- 本文抜粋 -
- - - - -

▼【Maxxxine マキシーン 公開記念】「X エックス」「Pearl パール」3部作のこれまでを振り返る
純粋で純情で純潔で残虐なヒロイン・パールの人生を描くタイ・ウェスト監督の三部作が
2025年6月6日公開の「Maxxxine マキシーン」でいよいよ完結する。
1918年の少女時代(「Pearl」)から1985年の老婆(Maxxxine マキシーン)まで
約70年に渡るパールの人生を、ミア・ゴスがひとりで演じきる話題作。
時系列では第1作目の「X エックス」が1979年、2作目の「Pearl パール」は1918年、
3作目の「Maxxxine マキシーン」は「X エックス」の6年後、1985年のロサンゼルスが舞台となっている。
狂気と愛に彩られたパールの人生は、どんな形で幕を下ろすのだろうか。

- - - - -

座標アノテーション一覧
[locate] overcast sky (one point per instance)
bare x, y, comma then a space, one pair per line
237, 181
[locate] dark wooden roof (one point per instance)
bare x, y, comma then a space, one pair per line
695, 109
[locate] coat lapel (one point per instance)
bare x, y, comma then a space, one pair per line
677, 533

- - - - -

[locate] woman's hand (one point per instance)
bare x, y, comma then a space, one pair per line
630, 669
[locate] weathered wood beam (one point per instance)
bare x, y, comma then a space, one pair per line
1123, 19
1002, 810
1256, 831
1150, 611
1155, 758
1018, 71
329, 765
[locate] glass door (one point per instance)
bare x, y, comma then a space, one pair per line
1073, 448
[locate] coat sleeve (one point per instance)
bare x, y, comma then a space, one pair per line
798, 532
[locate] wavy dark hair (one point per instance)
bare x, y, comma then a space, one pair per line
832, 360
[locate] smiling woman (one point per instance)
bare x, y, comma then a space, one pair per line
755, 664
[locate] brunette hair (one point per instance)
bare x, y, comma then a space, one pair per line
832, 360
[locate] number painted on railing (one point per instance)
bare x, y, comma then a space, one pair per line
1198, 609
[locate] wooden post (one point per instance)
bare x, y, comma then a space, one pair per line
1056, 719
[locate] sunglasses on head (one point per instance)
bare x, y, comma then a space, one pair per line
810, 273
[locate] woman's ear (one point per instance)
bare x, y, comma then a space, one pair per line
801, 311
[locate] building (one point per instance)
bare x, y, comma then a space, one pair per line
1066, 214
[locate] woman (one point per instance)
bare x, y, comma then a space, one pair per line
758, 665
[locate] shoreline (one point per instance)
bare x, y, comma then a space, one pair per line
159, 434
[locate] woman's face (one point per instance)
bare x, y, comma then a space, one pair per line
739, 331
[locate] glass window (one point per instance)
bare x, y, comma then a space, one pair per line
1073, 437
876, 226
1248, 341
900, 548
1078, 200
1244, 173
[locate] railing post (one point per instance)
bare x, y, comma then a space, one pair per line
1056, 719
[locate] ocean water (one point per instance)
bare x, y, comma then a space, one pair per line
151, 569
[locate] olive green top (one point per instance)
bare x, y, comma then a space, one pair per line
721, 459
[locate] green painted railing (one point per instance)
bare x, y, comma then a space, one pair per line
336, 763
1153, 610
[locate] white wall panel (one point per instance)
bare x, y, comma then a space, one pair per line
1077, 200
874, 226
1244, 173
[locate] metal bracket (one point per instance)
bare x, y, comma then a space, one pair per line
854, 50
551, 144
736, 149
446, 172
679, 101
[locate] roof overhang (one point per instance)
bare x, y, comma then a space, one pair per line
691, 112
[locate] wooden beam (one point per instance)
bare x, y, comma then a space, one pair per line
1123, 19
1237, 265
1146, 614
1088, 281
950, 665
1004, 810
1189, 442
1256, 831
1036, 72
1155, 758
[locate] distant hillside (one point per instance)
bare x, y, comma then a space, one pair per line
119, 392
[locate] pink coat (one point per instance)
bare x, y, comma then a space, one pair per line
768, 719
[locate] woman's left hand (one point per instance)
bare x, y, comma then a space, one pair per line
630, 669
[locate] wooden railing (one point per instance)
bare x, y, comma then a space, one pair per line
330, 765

- - - - -

- 課題の内容 -
**A.** 三部作を振り返る本文によると、「Maxxxine マキシーン」の公開日はいつですか?
**B.** 一覧で文字列「hair」を含む行を数えると、何行になりますか?大文字と小文字は区別し、数だけを答えてください。
本文と一覧は互いに無関係です。

- 各課題の解答 -
**A.** 2025年6月6日です。

**B.** 2